Records from a dataset
+ + + +

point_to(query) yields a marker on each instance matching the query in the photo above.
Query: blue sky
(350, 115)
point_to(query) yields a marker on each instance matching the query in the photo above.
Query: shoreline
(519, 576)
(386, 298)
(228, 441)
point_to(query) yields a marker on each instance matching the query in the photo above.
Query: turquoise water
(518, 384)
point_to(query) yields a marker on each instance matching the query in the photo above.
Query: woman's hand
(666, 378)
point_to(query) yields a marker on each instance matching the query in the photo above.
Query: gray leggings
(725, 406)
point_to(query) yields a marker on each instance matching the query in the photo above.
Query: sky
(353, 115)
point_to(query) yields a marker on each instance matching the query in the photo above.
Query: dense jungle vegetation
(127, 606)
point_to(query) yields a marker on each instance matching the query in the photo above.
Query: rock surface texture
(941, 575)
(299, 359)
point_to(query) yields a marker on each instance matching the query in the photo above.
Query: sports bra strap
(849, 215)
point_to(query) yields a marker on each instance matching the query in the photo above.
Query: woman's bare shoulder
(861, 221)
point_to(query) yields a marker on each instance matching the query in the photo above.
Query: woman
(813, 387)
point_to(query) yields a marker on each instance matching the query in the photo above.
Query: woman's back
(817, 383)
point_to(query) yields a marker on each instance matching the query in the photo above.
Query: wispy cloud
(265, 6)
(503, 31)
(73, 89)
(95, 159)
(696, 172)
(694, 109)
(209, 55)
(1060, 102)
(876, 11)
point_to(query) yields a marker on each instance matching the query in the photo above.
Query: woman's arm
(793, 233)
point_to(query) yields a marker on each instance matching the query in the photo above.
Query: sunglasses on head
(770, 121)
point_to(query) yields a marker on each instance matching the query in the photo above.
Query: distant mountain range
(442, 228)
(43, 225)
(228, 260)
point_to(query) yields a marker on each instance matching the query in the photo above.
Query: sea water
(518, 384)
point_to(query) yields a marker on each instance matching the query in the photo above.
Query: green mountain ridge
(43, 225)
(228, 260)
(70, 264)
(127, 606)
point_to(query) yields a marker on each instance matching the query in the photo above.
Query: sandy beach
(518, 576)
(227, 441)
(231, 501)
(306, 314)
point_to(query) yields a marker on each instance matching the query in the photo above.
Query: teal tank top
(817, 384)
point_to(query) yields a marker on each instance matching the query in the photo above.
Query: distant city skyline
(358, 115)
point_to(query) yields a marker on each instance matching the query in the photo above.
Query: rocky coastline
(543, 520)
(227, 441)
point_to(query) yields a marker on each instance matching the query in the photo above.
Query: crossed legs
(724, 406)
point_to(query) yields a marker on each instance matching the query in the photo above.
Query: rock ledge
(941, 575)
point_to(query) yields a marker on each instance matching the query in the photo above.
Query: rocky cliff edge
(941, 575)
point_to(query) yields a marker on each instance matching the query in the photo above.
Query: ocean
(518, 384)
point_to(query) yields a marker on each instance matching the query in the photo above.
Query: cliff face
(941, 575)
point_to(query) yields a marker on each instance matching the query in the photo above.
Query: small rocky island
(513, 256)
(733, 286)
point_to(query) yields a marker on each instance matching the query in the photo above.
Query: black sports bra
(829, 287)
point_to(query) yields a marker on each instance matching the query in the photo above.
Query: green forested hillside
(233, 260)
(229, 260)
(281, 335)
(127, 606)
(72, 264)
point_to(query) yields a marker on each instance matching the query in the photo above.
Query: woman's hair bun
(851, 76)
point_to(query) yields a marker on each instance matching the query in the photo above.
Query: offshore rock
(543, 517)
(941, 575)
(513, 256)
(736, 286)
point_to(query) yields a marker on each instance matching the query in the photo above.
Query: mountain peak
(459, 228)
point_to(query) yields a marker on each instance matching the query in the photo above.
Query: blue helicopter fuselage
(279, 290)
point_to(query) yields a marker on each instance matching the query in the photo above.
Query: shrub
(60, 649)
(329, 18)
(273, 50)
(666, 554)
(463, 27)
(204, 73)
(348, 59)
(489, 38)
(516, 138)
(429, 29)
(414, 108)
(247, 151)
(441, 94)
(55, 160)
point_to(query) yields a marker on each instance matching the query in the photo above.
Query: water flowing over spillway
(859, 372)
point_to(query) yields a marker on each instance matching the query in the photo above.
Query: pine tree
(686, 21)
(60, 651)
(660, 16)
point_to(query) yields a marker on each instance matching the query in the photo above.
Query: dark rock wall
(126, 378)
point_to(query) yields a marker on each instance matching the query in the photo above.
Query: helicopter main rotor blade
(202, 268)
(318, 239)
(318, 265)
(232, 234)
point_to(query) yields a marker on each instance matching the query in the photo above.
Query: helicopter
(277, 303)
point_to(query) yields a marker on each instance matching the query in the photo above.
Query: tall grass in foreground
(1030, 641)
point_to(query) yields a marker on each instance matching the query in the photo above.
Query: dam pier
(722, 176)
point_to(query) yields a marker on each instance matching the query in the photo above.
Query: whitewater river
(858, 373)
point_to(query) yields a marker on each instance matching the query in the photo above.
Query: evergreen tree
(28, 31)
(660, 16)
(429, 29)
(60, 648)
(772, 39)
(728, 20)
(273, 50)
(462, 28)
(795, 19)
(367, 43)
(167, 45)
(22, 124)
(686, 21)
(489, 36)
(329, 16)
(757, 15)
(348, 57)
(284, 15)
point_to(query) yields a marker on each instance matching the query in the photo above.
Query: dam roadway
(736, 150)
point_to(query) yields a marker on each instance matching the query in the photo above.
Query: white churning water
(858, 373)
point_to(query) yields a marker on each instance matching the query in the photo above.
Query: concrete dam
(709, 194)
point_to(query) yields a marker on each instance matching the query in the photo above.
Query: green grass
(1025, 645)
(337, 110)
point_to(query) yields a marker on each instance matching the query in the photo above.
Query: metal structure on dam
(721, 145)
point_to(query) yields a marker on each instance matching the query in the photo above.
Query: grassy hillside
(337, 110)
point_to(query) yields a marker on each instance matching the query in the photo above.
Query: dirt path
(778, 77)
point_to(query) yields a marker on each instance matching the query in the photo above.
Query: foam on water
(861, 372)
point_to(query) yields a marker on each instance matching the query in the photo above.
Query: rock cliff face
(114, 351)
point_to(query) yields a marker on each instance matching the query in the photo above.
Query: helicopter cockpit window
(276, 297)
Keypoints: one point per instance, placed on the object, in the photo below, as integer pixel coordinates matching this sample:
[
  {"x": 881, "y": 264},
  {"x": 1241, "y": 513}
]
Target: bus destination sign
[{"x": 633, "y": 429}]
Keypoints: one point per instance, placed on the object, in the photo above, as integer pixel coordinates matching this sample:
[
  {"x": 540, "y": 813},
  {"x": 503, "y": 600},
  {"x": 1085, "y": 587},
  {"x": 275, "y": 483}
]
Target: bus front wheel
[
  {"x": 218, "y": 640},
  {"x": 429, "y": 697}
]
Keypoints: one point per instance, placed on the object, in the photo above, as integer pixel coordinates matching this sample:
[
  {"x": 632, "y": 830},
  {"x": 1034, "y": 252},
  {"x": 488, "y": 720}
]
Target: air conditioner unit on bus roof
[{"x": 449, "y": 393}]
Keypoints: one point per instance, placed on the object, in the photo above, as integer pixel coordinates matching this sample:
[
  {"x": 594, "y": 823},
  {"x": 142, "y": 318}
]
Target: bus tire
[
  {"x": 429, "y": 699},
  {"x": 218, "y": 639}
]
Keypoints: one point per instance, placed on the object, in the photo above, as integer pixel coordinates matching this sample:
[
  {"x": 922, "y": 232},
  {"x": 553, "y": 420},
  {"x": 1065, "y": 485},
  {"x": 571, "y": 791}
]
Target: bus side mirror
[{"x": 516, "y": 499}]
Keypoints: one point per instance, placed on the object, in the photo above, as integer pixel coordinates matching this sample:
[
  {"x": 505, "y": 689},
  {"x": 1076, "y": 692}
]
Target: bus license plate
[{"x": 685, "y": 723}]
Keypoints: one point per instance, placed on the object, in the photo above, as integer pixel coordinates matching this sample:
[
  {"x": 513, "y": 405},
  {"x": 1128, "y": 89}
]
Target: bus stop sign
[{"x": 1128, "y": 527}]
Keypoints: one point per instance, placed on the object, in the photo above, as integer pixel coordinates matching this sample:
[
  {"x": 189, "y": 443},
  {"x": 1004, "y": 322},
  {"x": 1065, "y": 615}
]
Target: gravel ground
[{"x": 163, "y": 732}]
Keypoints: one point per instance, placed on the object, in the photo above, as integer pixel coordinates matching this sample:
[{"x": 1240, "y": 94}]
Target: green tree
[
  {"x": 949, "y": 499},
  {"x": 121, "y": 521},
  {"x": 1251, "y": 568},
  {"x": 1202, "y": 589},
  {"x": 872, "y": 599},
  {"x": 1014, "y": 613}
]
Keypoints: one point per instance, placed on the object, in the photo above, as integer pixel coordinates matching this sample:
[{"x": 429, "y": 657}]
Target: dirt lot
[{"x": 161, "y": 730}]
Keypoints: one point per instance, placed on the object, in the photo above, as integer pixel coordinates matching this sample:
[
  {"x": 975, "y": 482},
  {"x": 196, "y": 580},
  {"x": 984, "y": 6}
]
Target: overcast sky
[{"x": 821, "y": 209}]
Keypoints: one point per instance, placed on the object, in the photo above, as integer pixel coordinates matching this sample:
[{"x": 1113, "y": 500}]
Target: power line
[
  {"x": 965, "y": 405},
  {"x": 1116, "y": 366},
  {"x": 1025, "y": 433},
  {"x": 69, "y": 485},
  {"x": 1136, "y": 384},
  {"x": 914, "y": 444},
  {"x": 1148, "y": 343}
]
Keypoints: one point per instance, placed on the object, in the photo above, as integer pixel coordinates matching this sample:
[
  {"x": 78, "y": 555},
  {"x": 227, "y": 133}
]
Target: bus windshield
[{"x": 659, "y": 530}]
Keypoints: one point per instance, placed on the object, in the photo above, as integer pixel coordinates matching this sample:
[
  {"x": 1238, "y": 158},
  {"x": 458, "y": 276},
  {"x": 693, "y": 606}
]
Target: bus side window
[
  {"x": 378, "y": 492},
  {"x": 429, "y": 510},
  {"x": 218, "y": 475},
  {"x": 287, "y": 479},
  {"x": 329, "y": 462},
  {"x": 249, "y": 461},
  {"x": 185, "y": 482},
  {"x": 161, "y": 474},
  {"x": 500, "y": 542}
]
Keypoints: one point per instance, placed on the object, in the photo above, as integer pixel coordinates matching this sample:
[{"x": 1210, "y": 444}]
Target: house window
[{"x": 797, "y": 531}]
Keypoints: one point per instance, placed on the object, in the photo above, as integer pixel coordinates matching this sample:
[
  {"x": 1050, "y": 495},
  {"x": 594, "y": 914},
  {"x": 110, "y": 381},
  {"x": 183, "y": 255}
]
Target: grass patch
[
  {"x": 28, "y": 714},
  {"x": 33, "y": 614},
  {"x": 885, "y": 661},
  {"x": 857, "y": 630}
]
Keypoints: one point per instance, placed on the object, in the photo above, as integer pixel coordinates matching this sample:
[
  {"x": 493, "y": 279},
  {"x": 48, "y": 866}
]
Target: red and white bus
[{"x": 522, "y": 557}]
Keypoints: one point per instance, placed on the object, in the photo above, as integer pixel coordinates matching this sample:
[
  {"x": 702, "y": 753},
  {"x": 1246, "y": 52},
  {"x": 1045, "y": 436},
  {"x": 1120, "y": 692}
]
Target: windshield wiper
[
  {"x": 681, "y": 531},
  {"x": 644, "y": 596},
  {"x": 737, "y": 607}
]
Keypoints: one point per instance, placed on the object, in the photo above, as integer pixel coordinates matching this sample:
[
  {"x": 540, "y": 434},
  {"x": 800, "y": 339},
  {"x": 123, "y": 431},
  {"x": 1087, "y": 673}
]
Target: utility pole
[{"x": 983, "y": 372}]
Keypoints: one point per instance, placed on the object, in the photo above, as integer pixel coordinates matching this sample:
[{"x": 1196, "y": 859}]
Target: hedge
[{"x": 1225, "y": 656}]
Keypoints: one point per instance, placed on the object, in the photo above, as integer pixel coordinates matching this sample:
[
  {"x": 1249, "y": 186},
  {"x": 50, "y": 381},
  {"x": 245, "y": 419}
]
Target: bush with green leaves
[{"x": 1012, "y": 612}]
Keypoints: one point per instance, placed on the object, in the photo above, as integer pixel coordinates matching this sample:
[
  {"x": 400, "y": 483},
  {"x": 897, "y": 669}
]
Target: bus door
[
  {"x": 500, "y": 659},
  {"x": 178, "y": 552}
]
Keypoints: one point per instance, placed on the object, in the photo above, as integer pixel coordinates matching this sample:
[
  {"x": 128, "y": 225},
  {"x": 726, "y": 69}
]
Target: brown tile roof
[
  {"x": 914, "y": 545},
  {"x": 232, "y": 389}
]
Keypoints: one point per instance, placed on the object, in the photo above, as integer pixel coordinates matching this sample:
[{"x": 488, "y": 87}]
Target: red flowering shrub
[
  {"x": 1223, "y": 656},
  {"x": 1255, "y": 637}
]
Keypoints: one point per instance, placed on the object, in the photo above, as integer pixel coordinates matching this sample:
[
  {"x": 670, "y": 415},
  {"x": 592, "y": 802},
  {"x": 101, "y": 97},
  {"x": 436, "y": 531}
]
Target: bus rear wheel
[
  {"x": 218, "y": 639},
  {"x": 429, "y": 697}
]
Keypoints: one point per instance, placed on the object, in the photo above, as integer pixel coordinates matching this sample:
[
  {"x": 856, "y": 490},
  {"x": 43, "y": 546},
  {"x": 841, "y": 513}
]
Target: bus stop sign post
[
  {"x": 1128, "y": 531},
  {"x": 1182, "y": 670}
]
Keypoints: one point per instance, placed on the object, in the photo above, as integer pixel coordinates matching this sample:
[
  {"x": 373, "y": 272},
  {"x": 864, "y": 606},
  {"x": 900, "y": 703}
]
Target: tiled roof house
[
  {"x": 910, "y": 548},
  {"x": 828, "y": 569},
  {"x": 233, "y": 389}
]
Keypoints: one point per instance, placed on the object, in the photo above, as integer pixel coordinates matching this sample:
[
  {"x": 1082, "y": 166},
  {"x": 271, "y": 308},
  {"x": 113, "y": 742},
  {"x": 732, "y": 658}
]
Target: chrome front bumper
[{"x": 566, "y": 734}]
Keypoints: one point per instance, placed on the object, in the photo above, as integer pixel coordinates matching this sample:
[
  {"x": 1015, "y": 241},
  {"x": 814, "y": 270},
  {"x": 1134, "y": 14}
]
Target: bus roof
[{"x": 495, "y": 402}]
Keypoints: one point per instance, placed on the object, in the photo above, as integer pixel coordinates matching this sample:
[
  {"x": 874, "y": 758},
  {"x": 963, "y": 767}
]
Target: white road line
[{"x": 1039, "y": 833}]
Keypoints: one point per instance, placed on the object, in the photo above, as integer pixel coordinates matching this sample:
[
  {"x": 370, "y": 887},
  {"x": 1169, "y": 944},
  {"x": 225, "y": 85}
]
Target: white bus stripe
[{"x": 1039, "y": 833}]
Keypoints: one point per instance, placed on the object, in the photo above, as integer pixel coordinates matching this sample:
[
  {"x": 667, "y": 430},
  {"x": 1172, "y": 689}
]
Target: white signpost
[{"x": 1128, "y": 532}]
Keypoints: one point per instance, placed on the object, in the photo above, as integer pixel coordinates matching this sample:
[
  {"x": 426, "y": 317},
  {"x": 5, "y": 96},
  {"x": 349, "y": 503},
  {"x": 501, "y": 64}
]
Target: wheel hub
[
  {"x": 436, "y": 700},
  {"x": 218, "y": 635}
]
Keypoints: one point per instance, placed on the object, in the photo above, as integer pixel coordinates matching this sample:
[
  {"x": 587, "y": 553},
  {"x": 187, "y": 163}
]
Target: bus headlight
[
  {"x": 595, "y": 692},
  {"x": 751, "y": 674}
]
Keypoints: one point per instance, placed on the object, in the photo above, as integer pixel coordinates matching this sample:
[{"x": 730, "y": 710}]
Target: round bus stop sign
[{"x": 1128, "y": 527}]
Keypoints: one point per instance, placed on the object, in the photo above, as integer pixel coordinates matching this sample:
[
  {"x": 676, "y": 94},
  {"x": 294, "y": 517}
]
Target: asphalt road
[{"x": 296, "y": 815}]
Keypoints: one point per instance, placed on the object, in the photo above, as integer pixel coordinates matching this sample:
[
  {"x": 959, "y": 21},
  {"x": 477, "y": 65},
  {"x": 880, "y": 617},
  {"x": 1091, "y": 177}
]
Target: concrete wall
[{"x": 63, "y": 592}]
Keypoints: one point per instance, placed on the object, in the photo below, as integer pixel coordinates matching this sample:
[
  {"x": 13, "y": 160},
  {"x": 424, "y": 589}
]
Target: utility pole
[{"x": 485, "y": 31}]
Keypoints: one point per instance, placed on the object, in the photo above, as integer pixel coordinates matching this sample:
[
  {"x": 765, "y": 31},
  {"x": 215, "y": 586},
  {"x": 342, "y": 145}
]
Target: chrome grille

+ + + +

Return each line in the records above that contains the word "mountain".

Final result →
Query: distant mountain range
Query: green mountain ridge
Query: mountain peak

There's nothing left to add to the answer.